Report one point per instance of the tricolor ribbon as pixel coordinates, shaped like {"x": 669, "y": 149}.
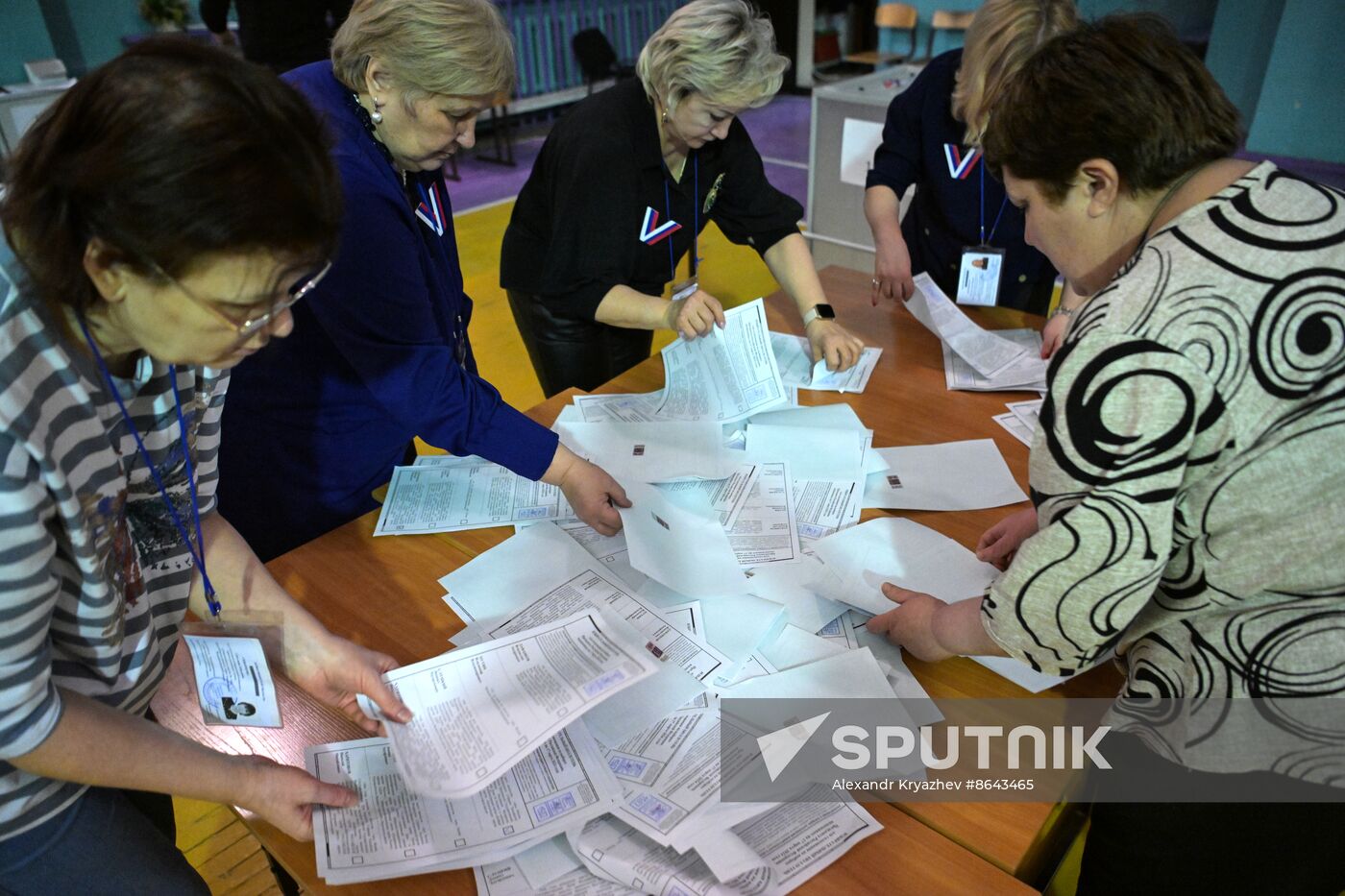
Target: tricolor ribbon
{"x": 652, "y": 231}
{"x": 958, "y": 166}
{"x": 430, "y": 208}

:::::

What this task involves =>
Please retype every record above exactly, leaving out the pictures.

Response to the task =>
Report one point per instance of the tricolor ribbon as pixel coordinates, shaped like {"x": 669, "y": 149}.
Target: tricolor ribbon
{"x": 652, "y": 231}
{"x": 958, "y": 166}
{"x": 430, "y": 208}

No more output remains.